### WHAT YOU SHOULD DO:
Can you pick out each line in the data below that contains the word "screen" and copy those lines?

(Records from a dataset)
** Begin **

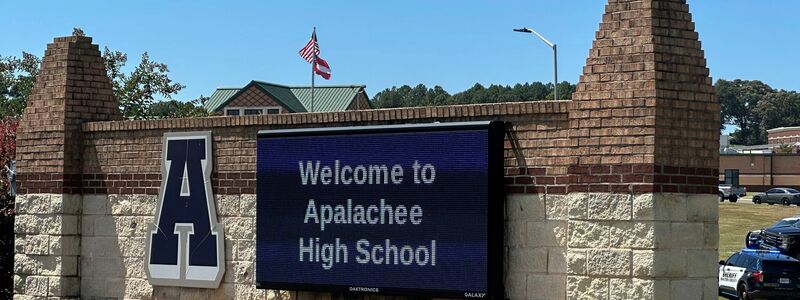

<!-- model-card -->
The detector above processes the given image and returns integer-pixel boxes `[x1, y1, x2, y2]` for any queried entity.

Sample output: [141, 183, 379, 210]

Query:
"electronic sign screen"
[256, 122, 504, 299]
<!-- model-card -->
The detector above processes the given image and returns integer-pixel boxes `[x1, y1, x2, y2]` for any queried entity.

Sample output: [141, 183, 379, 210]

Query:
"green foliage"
[714, 79, 800, 145]
[0, 52, 42, 118]
[714, 79, 775, 145]
[372, 81, 575, 108]
[147, 96, 210, 119]
[103, 47, 186, 120]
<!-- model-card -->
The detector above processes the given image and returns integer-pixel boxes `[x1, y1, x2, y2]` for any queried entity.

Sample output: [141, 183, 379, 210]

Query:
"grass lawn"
[719, 200, 800, 259]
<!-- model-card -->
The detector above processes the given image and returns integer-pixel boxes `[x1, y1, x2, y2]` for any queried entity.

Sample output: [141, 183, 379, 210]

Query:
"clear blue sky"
[0, 0, 800, 100]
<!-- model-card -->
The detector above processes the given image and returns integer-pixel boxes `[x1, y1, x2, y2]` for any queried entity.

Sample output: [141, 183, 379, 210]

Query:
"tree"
[0, 52, 42, 118]
[0, 118, 19, 299]
[714, 79, 775, 145]
[103, 47, 186, 119]
[372, 81, 575, 108]
[754, 90, 800, 134]
[147, 96, 210, 119]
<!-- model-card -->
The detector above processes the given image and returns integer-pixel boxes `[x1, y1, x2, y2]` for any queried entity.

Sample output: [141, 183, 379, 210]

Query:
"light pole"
[514, 27, 558, 100]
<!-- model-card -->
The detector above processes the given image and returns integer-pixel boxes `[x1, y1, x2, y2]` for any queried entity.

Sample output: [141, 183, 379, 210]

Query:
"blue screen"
[256, 129, 489, 292]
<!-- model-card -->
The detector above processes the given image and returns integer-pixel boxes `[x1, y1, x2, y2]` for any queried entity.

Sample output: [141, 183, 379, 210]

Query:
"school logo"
[144, 131, 225, 288]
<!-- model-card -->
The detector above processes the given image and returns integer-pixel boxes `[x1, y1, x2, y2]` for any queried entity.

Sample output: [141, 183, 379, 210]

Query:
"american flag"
[300, 30, 319, 63]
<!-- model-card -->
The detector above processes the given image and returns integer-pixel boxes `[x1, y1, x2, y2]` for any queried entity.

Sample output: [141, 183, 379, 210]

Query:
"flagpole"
[311, 26, 317, 112]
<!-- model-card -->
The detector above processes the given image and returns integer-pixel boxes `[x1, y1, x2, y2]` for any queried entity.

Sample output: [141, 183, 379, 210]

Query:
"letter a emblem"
[144, 131, 225, 288]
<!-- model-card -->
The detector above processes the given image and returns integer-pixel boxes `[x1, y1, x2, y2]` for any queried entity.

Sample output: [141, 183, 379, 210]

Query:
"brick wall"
[14, 0, 719, 300]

** End **

### EXERCISE SOLUTION:
"electronic sign screen"
"blue screen"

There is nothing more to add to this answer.